What do the lines say from the start of the entries through the one containing "Please locate the window"? Repeat them exactly.

RECORD SET Block Start

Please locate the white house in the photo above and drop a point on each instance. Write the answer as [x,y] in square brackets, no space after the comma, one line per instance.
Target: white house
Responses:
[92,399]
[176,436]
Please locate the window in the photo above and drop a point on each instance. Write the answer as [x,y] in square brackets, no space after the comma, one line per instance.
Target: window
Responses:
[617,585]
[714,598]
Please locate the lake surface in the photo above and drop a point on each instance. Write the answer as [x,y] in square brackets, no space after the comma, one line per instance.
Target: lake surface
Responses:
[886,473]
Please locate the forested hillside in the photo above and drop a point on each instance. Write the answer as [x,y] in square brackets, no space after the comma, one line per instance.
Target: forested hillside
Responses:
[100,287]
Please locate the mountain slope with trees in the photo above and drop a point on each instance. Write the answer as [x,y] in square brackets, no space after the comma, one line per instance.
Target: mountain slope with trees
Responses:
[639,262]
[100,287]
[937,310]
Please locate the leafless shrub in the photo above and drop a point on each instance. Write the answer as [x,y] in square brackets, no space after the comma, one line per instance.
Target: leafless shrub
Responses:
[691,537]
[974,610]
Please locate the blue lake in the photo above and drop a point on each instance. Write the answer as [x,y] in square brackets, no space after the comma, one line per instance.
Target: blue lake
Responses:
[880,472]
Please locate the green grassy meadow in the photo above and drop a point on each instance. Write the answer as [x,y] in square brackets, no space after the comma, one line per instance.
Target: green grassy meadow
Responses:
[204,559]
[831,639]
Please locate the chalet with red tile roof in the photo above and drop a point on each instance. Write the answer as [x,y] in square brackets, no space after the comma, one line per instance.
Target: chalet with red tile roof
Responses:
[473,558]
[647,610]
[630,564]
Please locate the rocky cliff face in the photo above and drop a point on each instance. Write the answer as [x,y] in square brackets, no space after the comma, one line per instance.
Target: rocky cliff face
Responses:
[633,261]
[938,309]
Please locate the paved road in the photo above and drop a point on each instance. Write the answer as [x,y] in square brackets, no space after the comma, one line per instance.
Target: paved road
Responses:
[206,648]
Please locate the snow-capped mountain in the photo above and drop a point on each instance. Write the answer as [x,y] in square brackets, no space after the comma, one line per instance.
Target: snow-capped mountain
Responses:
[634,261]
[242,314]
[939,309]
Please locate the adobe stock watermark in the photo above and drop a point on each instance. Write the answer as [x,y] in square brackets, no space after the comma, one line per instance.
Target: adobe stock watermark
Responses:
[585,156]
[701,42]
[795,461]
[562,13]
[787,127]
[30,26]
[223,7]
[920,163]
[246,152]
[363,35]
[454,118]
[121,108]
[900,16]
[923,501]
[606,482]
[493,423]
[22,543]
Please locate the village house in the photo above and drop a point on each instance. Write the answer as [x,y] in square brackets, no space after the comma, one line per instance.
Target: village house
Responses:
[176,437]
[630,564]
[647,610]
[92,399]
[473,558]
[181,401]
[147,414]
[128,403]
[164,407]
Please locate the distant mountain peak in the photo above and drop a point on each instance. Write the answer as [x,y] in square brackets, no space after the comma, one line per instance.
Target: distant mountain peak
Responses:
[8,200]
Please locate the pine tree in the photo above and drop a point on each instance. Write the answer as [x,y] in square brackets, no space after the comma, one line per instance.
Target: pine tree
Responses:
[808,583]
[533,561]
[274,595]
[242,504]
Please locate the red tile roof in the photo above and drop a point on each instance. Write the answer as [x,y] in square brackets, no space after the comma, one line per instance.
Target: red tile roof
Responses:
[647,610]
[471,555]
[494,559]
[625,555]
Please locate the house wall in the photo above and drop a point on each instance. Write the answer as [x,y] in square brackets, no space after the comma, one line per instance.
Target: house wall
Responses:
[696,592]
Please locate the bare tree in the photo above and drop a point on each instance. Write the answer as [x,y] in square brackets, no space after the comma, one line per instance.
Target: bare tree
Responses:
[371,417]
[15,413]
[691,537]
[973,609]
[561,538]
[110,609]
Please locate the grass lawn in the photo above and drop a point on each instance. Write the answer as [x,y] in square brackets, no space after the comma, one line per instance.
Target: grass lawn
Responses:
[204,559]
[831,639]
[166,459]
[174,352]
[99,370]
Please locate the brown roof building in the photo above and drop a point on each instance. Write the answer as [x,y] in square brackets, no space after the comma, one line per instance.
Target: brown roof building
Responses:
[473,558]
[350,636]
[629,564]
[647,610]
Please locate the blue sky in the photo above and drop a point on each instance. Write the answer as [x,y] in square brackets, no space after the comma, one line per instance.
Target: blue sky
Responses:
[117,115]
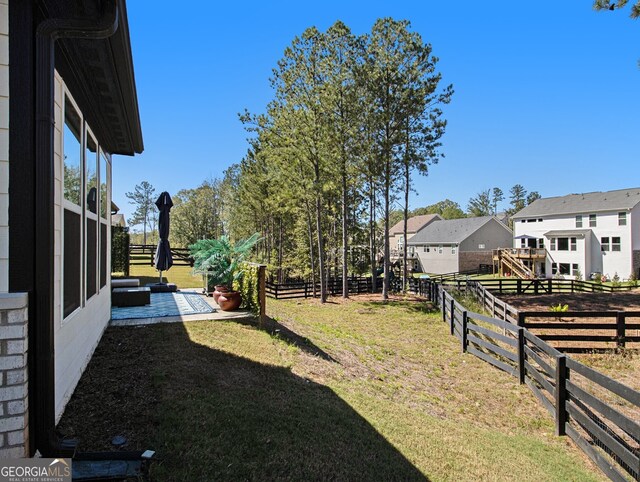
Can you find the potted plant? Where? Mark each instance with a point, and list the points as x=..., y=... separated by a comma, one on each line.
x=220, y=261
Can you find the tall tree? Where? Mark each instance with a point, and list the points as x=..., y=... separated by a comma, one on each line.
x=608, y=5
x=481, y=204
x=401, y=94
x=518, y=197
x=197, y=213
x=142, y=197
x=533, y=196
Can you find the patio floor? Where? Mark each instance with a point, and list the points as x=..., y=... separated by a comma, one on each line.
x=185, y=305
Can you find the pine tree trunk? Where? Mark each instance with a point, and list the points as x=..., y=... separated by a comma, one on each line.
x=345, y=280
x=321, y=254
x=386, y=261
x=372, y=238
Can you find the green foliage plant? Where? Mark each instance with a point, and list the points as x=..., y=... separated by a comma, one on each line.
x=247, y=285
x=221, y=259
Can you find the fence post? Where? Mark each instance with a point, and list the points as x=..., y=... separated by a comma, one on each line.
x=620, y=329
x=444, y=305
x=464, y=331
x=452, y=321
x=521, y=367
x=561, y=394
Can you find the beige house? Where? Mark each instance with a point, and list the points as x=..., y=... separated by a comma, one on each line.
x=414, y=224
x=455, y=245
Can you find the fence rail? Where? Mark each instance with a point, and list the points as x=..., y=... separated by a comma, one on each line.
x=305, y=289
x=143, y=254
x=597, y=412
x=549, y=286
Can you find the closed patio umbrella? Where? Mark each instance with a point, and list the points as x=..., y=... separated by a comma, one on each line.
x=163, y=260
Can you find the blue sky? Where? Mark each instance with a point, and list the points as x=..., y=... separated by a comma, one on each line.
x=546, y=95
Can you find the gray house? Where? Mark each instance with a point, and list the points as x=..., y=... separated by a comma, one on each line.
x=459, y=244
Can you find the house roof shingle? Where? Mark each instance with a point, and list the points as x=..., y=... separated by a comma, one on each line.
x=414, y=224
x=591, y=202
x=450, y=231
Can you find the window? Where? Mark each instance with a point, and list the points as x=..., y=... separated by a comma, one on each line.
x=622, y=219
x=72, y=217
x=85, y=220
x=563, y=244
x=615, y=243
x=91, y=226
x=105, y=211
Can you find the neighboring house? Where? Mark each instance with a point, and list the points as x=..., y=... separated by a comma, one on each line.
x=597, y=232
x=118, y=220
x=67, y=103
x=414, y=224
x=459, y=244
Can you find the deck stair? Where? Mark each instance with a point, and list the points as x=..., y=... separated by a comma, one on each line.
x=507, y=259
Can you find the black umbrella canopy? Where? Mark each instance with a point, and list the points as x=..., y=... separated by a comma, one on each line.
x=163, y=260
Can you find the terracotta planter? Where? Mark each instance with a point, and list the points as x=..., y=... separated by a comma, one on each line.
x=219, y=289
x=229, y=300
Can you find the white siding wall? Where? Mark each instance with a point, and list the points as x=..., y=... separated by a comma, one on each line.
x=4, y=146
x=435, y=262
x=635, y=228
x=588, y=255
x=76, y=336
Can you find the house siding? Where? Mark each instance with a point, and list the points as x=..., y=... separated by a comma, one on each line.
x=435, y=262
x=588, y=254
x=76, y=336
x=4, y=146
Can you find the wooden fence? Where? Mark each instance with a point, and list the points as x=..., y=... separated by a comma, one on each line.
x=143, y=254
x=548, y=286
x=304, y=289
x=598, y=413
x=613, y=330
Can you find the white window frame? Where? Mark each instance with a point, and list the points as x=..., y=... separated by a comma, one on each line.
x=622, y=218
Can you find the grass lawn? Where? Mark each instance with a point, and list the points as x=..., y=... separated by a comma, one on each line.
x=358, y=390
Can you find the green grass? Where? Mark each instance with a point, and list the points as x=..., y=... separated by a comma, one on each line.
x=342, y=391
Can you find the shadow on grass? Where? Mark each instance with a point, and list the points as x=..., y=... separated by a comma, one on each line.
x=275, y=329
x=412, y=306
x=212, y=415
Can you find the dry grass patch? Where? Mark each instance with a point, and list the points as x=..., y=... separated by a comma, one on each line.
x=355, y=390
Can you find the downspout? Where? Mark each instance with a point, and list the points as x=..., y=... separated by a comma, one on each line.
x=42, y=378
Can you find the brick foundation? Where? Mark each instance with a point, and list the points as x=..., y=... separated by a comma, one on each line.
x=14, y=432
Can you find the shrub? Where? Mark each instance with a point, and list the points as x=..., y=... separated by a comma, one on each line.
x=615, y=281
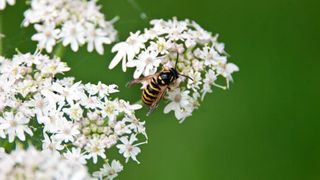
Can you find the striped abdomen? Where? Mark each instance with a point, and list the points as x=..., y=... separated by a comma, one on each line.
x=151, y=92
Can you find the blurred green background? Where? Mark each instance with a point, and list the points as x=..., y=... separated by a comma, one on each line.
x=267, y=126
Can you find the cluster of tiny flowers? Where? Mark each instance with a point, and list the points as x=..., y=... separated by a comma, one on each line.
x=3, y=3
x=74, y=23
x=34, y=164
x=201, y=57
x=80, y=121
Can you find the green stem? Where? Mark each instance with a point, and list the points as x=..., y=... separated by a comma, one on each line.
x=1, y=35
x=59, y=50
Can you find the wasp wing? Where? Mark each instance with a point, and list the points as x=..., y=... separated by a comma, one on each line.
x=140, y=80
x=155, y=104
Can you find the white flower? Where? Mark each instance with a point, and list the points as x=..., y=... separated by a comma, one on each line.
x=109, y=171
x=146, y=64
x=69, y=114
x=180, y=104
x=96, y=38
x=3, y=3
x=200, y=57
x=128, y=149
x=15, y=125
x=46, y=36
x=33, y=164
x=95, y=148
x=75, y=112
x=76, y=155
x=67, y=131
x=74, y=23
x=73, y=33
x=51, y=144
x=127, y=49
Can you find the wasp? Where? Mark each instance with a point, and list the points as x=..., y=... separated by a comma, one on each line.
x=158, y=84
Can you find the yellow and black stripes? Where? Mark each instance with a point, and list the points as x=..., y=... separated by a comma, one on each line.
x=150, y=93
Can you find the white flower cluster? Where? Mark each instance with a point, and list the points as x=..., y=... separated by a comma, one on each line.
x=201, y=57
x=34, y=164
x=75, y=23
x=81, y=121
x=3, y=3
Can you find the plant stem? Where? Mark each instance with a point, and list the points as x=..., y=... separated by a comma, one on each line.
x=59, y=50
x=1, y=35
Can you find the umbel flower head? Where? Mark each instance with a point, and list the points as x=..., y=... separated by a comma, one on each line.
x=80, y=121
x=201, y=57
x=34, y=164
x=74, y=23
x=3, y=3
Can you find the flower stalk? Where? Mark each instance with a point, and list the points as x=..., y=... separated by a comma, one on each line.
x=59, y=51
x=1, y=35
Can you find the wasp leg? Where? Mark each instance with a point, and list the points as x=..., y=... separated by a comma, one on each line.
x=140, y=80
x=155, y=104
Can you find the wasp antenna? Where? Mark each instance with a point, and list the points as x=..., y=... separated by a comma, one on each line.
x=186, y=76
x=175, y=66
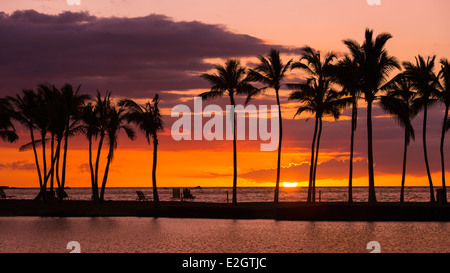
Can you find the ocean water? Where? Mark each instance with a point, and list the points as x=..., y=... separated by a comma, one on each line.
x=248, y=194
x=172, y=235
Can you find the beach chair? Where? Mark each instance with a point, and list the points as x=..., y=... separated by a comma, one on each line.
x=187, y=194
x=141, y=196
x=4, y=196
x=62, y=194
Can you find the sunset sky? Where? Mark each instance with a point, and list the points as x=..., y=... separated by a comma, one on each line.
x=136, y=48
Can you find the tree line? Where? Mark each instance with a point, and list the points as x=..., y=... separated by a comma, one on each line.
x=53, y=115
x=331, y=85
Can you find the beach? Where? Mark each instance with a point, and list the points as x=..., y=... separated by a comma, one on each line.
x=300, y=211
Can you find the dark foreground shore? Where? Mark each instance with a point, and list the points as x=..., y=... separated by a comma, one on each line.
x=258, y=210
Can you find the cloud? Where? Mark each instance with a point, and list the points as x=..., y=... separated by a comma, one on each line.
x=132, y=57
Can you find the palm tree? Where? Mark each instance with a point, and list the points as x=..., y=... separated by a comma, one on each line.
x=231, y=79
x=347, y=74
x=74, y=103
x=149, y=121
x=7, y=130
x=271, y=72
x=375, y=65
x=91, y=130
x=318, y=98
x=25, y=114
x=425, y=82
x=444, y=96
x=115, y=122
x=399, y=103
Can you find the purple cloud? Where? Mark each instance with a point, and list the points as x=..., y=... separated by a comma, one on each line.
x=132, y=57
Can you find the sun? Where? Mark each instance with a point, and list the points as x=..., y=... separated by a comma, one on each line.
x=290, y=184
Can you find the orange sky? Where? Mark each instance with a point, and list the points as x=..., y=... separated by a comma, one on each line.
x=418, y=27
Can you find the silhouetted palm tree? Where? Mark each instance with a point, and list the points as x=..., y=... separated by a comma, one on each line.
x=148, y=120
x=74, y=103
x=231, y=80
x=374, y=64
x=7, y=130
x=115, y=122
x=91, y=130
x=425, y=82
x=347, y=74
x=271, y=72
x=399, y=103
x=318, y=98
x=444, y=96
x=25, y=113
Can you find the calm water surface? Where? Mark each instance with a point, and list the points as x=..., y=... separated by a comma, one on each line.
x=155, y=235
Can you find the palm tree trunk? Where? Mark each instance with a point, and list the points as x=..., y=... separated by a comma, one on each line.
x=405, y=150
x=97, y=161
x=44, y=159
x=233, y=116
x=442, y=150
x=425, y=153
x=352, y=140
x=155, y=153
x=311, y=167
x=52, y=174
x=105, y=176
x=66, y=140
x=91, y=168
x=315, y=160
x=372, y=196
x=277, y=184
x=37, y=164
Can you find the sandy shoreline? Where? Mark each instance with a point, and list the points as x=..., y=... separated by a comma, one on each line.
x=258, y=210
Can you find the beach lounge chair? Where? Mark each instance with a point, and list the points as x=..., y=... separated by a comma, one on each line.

RECORD SET Block End

FINISHED EXERCISE ::
Please locate the white house in the photo above and drop a point on each instance. Write the answer as [x,y] in square brackets, no space after the comma, one line per instance.
Target: white house
Responses:
[92,399]
[176,436]
Please locate the window in the photo above and drop a point on each instance. Write the answer as [x,y] in square brackets, no space after the comma, one line per instance.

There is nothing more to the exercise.